◆ **WORK INSTRUCTIONS**
Reproduce each line exactly. Skip none.
»»
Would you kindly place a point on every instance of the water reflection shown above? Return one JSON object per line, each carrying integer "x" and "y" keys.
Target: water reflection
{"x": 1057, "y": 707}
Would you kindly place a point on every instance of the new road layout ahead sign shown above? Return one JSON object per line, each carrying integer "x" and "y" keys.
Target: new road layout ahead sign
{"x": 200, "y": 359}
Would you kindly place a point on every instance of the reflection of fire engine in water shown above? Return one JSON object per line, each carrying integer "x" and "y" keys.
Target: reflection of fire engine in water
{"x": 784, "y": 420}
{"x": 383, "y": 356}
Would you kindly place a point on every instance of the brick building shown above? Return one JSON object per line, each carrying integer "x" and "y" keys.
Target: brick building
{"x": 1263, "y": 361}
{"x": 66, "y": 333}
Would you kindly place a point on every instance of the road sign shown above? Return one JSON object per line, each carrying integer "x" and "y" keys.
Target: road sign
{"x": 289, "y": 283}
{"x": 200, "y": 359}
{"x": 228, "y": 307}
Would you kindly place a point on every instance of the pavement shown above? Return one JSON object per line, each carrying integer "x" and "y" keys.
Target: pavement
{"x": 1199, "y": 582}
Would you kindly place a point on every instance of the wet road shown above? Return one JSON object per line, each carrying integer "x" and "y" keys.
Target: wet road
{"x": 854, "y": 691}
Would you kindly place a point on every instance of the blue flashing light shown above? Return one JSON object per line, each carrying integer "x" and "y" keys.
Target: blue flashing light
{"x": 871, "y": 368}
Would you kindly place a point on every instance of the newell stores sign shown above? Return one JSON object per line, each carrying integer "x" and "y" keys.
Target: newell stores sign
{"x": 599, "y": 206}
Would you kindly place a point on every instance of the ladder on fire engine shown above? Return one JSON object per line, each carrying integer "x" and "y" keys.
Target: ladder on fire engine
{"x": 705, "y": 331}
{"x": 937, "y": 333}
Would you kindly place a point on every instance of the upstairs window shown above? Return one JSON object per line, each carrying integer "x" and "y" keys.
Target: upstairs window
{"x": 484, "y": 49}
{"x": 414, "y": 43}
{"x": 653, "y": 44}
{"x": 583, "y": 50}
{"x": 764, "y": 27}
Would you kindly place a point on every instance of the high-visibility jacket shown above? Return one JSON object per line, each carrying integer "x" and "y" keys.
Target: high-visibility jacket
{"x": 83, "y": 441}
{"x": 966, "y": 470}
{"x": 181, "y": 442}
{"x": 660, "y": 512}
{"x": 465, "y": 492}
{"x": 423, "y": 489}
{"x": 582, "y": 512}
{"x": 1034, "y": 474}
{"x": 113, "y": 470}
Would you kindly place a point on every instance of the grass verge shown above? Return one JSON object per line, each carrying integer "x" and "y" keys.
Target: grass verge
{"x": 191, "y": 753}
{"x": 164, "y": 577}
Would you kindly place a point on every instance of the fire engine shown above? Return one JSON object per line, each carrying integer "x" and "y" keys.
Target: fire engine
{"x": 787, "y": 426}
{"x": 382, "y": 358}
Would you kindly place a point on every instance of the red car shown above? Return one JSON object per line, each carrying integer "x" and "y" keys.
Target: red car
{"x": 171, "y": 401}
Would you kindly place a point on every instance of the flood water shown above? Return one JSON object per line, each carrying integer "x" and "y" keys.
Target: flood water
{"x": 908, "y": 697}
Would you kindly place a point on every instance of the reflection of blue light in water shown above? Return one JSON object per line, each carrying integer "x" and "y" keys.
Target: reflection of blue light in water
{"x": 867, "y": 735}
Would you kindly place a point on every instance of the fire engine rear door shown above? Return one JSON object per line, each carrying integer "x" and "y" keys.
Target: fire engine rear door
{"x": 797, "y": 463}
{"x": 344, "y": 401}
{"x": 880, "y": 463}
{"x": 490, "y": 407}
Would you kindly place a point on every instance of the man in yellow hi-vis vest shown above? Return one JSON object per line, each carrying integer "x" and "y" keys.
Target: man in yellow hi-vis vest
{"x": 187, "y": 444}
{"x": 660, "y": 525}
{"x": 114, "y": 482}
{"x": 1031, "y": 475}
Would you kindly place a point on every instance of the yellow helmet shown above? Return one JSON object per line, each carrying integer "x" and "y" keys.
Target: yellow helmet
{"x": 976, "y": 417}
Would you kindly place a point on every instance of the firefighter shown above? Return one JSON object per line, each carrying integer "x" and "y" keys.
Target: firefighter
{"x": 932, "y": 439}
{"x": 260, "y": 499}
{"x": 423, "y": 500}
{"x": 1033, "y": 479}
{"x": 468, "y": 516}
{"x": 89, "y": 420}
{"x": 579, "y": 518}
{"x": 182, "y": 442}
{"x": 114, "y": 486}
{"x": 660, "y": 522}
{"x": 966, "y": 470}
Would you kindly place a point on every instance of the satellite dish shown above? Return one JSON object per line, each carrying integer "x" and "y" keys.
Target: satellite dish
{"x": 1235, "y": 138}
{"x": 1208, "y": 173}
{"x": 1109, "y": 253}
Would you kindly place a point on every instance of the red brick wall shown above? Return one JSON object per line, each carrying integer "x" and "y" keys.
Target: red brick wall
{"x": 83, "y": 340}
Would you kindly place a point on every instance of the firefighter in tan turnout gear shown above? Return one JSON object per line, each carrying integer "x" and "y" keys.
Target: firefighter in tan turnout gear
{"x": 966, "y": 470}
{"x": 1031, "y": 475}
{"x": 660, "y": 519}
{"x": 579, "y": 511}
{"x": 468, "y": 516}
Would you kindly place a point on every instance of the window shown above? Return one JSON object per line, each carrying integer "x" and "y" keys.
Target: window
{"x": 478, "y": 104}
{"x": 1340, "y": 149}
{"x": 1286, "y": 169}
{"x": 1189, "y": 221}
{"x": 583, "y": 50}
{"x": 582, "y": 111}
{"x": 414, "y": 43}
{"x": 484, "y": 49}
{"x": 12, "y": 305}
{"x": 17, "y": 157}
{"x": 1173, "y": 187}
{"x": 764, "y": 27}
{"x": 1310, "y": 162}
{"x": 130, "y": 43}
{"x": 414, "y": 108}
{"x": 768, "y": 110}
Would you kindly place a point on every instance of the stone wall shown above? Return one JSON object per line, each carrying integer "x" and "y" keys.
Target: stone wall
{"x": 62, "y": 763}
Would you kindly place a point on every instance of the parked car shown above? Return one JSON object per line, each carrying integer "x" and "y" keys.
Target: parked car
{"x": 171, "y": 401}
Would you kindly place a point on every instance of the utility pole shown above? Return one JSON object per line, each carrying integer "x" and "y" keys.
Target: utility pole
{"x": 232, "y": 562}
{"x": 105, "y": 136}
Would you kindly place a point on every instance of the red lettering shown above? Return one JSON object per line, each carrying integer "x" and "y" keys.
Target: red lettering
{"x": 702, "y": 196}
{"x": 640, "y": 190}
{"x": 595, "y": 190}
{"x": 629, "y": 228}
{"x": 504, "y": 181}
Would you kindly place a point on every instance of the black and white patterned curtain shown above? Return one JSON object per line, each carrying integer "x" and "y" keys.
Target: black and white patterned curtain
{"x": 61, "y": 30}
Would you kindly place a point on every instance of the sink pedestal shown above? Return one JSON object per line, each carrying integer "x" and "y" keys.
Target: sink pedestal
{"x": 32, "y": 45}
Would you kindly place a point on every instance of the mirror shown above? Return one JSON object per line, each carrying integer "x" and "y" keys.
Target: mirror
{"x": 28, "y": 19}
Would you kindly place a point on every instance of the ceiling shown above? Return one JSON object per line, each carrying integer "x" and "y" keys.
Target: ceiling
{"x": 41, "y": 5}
««
◆ **RESULT**
Would you kindly place a point on every instance of the water reflection shown above? Return one JSON object per line, each carrying integer "x" and "y" keys.
Target: water reflection
{"x": 1057, "y": 707}
Would you kindly place a point on every instance of the new road layout ahead sign shown above? Return one JSON object per line, each carrying integer "x" and "y" keys.
Target: new road layout ahead sign
{"x": 200, "y": 359}
Would you kindly place a point on every instance of the reflection of fire engine in water shown above? Return one JSON object per line, each carrying integer "x" and "y" keys.
Target: reflection of fire engine in water
{"x": 784, "y": 420}
{"x": 383, "y": 356}
Would you kindly place a point on every instance of the brick building shown above? Return one JSON object per line, each carrying integer "x" and "y" keys.
Target: brick building
{"x": 1263, "y": 361}
{"x": 66, "y": 333}
Would you kindly place a point on every instance of the road sign shown above? Return one JSON object per line, each carrying integer "x" and "y" keys.
Target: road sign
{"x": 289, "y": 283}
{"x": 200, "y": 359}
{"x": 228, "y": 307}
Would you kindly place a point on every instance of the pavement shown above? Return one JSON object per line, each carrying integer "x" and "y" keys.
Target: pavement
{"x": 1199, "y": 582}
Would you kindly place a point on every instance of the wet road shown above? Return one JSON object per line, each carrying integer "x" and "y" keys.
Target: wet road
{"x": 854, "y": 691}
Would you kindly place a point on every instance of the blue flashing light shown above? Return one JSON object per line, each carrying integer "x" and "y" keys.
Target: blue flashing light
{"x": 871, "y": 368}
Would you kindly place a point on every instance of the newell stores sign shown above? Return one JSON object per line, each carrying integer "x" and "y" keys.
Target: newell stores sign
{"x": 599, "y": 206}
Would you kindly place a point on every instance of the ladder on fire engine shown above? Return one JSON object per line, each carrying integer "x" and "y" keys.
Target: ladder on fire engine
{"x": 705, "y": 331}
{"x": 937, "y": 333}
Would you kindly place a point on every instance of the upstairs window shown above? Return one JSON object per line, each carrying integer "x" and "y" keys.
Target: upstairs window
{"x": 484, "y": 49}
{"x": 414, "y": 43}
{"x": 653, "y": 44}
{"x": 583, "y": 50}
{"x": 764, "y": 27}
Would you kindly place a point on every instance of the high-visibility jacket shown above? Return one JSON object per line, each carrying integer "x" and "y" keys.
Target: high-visibility jacket
{"x": 83, "y": 441}
{"x": 966, "y": 470}
{"x": 181, "y": 442}
{"x": 660, "y": 512}
{"x": 465, "y": 492}
{"x": 423, "y": 489}
{"x": 582, "y": 512}
{"x": 1034, "y": 474}
{"x": 113, "y": 470}
Would you kindly place a point on every instance of the grass verge shown above? Return one JSON object per line, each carrying integer "x" and "y" keys.
Target: grass verge
{"x": 191, "y": 753}
{"x": 164, "y": 577}
Would you kindly place a point on every instance of the fire engine shown above? Return one JSON object per line, each carrying integer "x" and "y" keys.
Target: fire engine
{"x": 787, "y": 426}
{"x": 382, "y": 358}
Would you kindly place a point on every instance of the red car shown above? Return one JSON object per line, each carrying integer "x" and "y" keys.
Target: red car
{"x": 171, "y": 401}
Would you kindly place a point on every instance of the flood water shown above? Return one JSON object per line, each carrying integer "x" and "y" keys.
Target: flood water
{"x": 908, "y": 697}
Would you kindly place a point on every instance of the reflection of blue light in water shown above? Return one JSON object per line, each carrying integer "x" and "y" keys.
Target: reflection of blue light in water
{"x": 867, "y": 735}
Would you kindly place a point on every instance of the fire engine rear door shown above? Return one JSON object per line, each carrying integer "x" and "y" keys.
Target: fire engine rear door
{"x": 797, "y": 463}
{"x": 344, "y": 401}
{"x": 880, "y": 463}
{"x": 490, "y": 407}
Would you kindly place a point on every instance of the man in yellow hi-vis vest shown above? Return one JSON object per line, each carrying integer "x" and "y" keys.
Target: man in yellow hi-vis vest
{"x": 187, "y": 444}
{"x": 660, "y": 525}
{"x": 114, "y": 482}
{"x": 1031, "y": 475}
Would you kindly place a point on every instance of the yellow helmet shown above? Return one JSON object per line, each carrying integer "x" and "y" keys.
Target: yellow helmet
{"x": 976, "y": 417}
Would you kindly place a point on every instance of the firefighter shown above? Return one JSON object per line, each carrying integer "x" and "y" keys.
Target: firefighter
{"x": 932, "y": 439}
{"x": 260, "y": 499}
{"x": 423, "y": 500}
{"x": 1033, "y": 479}
{"x": 468, "y": 516}
{"x": 89, "y": 420}
{"x": 579, "y": 518}
{"x": 182, "y": 442}
{"x": 114, "y": 486}
{"x": 660, "y": 522}
{"x": 966, "y": 470}
Would you kindly place a point on every instance of the satellite dish shown above? Return one JSON object per line, each carrying integer "x" and "y" keys.
Target: satellite dish
{"x": 1235, "y": 138}
{"x": 1208, "y": 173}
{"x": 1109, "y": 253}
Would you kindly place a point on every instance of the red brick wall shown above? Return one JSON object per line, each carrying integer "x" and "y" keys.
Target: red brick wall
{"x": 83, "y": 340}
Would you kindly place a point on every instance of the firefighter in tan turnout gear shown above? Return one JSON object per line, each carrying integer "x" and "y" keys.
Target: firefighter in tan turnout gear
{"x": 966, "y": 470}
{"x": 1031, "y": 475}
{"x": 660, "y": 519}
{"x": 579, "y": 511}
{"x": 468, "y": 516}
Would you kindly place a point on every instance of the window shown above? Return one JSON object per line, each carrying integer "x" and "y" keys.
Target: window
{"x": 478, "y": 104}
{"x": 1340, "y": 149}
{"x": 1286, "y": 169}
{"x": 1189, "y": 221}
{"x": 583, "y": 50}
{"x": 582, "y": 111}
{"x": 414, "y": 43}
{"x": 484, "y": 49}
{"x": 12, "y": 305}
{"x": 17, "y": 157}
{"x": 1173, "y": 187}
{"x": 764, "y": 27}
{"x": 1310, "y": 162}
{"x": 130, "y": 43}
{"x": 414, "y": 108}
{"x": 768, "y": 110}
Would you kindly place a point on every instance of the stone wall shown above? Return one JSON object per line, each carrying integer "x" and "y" keys.
Target: stone wall
{"x": 62, "y": 763}
Would you kindly place a point on every instance of the parked car shown above? Return one JSON object per line, each carrying integer "x" and "y" keys.
Target: parked car
{"x": 171, "y": 401}
Would you kindly place a point on every instance of the utility pole shown above? Return one JSON object per line, each carrying integer "x" and "y" keys.
Target: utility pole
{"x": 232, "y": 562}
{"x": 105, "y": 136}
Would you kindly place a point on every instance of the red lettering shown above? Return one JSON object per line, each carrying integer "x" and "y" keys.
Target: red lettering
{"x": 702, "y": 196}
{"x": 640, "y": 190}
{"x": 595, "y": 190}
{"x": 629, "y": 228}
{"x": 504, "y": 181}
Would you kindly place a point on every instance of the black and white patterned curtain shown above? Return one JSON object per line, each carrying integer "x" and "y" keys.
Target: black and white patterned curtain
{"x": 61, "y": 30}
Would you kindly place a point on every instance of the sink pedestal shown above? Return one JSON object per line, each carrying integer "x" and "y" keys.
Target: sink pedestal
{"x": 32, "y": 45}
Would you kindly place a point on every instance of the mirror shown above? Return one JSON object per line, each carrying integer "x" and "y" keys.
Target: mirror
{"x": 28, "y": 19}
Would you kindly place a point on every instance of the ceiling shown above? Return one JSON object per line, each carrying integer "x" and "y" keys.
Target: ceiling
{"x": 41, "y": 5}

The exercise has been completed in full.